Solicitação =>
Reproduza, sem alterações, o trecho do texto fornecido que começa em "## ConectWi" e termina em "caixas de atendimento!!!".

Texto fornecido =>

-*-

#  > Telecomunicações >  > FIBERHOME >  >  Configuração OLT fiberhome

## pinhais

Pessoal, como todos sabem estamos implementando nossa rede de fibra.

Alguém já configurou ou sabe como configurar a OLT da FiberHome;.

Abraços.

----------


## ConectWi

> Pessoal, como todos sabem estamos implementando nossa rede de fibra.
> 
> Alguém já configurou ou sabe como configurar a OLT da FiberHome;.
> 
> Abraços.


Já, fez configuração.. iniciamos a venda de ferragem, fibra cabo drop, Splitter, Conectores, caixas de atendimento!!!

Marcos

----------


## kleberbrasil

Wilson,

Tem uma lista de discussão específica da FiberHome para usuários e para quem pretender usar essa marca http://conectlan.com/mailman/listinf..._conectlan.com





> Pessoal, como todos sabem estamos implementando nossa rede de fibra.
> 
> Alguém já configurou ou sabe como configurar a OLT da FiberHome;.
> 
> Abraços.

-*-

Dados fornecidos =>

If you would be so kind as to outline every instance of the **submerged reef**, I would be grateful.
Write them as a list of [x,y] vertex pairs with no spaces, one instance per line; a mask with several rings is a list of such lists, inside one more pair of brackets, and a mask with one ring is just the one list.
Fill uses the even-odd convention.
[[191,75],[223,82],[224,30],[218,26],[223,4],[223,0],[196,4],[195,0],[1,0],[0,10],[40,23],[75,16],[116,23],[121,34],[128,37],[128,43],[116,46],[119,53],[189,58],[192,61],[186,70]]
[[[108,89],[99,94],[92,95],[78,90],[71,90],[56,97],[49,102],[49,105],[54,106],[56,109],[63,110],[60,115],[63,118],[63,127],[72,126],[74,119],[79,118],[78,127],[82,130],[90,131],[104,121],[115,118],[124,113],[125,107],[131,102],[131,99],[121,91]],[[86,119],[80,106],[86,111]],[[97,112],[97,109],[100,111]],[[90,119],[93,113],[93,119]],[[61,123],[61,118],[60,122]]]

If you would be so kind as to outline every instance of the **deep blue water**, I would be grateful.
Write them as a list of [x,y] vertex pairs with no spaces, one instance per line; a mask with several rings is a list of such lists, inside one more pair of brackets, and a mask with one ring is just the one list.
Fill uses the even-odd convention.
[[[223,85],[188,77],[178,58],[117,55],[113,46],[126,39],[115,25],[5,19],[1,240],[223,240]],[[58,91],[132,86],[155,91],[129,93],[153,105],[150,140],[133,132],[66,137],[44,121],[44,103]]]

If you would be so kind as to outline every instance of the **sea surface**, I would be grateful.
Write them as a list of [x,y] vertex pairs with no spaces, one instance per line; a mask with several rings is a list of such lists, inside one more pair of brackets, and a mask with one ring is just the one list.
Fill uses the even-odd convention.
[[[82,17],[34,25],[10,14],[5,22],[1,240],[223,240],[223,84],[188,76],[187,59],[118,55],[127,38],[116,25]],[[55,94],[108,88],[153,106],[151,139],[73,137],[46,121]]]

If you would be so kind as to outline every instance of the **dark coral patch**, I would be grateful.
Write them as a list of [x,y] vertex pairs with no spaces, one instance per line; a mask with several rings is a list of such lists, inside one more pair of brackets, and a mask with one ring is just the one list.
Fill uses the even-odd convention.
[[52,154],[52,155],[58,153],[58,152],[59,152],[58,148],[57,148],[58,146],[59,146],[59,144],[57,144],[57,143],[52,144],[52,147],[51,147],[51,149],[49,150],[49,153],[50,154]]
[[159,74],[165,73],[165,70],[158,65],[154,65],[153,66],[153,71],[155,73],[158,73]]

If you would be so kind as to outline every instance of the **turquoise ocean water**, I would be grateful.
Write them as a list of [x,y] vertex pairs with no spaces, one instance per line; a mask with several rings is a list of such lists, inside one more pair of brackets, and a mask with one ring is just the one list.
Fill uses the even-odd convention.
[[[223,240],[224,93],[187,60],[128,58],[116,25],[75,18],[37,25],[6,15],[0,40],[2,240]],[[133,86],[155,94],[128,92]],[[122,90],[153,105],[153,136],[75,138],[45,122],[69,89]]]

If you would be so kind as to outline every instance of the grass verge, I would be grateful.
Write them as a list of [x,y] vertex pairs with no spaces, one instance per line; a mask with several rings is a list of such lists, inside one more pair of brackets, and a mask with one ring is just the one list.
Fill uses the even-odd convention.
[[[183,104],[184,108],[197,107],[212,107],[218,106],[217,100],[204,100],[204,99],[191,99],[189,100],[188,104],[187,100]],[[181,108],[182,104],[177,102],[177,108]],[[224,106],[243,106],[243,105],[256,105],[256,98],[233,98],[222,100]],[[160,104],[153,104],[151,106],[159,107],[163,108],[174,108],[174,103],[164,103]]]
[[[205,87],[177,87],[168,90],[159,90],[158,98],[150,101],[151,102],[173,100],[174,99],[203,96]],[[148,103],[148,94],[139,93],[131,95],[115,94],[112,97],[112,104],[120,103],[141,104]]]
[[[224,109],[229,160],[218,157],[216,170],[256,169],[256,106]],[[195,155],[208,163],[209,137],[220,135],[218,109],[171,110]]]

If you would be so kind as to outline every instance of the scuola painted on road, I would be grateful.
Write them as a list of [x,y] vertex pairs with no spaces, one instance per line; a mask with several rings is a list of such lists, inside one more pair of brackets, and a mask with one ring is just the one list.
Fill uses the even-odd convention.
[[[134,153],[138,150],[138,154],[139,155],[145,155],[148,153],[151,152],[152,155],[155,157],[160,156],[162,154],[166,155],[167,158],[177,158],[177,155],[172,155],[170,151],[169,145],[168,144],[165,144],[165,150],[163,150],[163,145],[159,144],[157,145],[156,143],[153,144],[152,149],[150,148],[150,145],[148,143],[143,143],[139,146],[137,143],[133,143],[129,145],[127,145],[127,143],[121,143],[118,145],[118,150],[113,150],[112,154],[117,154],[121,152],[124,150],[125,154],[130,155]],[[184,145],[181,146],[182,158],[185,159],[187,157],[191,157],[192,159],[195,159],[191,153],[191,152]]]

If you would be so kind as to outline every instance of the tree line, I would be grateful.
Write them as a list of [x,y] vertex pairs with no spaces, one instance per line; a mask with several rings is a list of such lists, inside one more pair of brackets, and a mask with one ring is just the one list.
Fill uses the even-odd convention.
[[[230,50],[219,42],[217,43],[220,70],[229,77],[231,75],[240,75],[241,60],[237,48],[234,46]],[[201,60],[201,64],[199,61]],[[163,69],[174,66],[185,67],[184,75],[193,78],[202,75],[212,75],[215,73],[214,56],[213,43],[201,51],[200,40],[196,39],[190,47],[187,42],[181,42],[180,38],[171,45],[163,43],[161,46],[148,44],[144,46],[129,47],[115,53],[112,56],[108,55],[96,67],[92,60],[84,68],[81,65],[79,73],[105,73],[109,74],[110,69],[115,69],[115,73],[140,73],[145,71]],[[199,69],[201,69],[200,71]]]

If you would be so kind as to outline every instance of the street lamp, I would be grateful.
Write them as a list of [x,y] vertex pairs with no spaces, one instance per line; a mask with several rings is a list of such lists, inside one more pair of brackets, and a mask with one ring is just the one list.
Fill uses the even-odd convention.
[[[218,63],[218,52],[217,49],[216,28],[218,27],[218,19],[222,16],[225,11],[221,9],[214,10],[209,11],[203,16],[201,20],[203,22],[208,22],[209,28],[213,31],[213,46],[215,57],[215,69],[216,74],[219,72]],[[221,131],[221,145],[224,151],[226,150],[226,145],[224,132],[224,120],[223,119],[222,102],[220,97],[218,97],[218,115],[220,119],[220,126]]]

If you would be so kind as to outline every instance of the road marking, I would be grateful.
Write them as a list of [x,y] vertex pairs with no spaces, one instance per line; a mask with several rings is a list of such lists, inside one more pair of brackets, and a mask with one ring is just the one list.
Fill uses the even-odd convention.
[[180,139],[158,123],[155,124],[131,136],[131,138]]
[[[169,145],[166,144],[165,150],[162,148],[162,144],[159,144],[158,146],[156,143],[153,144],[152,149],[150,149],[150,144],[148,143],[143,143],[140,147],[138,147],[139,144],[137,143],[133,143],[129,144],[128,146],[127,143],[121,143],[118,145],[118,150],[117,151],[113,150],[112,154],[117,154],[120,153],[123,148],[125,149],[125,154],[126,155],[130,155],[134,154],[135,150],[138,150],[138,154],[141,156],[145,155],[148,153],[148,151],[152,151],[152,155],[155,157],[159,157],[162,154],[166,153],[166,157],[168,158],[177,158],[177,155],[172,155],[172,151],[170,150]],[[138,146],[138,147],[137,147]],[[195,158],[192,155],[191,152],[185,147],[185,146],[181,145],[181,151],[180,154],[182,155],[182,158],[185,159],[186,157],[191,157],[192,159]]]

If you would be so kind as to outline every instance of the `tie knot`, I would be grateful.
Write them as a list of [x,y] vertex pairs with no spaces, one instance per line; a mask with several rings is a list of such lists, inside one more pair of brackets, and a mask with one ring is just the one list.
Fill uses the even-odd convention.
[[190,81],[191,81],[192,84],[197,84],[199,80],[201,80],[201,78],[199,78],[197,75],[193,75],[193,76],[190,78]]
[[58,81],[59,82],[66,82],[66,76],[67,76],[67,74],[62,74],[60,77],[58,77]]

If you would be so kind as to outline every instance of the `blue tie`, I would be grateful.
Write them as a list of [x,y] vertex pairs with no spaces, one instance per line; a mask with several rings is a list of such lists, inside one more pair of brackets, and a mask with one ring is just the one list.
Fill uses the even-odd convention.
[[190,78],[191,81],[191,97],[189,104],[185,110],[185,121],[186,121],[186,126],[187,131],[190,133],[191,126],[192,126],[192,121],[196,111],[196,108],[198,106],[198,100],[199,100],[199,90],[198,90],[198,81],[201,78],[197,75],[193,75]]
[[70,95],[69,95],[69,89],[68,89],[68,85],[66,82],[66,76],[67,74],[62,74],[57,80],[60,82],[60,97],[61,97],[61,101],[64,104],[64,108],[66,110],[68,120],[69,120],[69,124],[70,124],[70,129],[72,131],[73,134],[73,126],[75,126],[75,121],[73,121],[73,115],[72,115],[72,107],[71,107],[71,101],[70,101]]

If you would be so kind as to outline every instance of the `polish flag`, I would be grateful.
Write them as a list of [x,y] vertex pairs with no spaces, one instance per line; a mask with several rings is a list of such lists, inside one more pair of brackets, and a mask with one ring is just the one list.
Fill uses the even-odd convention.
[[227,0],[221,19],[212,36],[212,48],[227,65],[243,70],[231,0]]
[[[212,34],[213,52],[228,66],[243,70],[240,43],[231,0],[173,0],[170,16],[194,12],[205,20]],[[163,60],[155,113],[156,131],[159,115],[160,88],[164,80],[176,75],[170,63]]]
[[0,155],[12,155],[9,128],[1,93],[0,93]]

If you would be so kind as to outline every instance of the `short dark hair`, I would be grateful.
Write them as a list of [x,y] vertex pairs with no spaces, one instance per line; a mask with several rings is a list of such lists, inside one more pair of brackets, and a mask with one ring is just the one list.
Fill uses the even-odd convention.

-*-

Resposta completa =>
## ConectWi

> Pessoal, como todos sabem estamos implementando nossa rede de fibra.
> 
> Alguém já configurou ou sabe como configurar a OLT da FiberHome;.
> 
> Abraços.


Já, fez configuração.. iniciamos a venda de ferragem, fibra cabo drop, Splitter, Conectores, caixas de atendimento!!!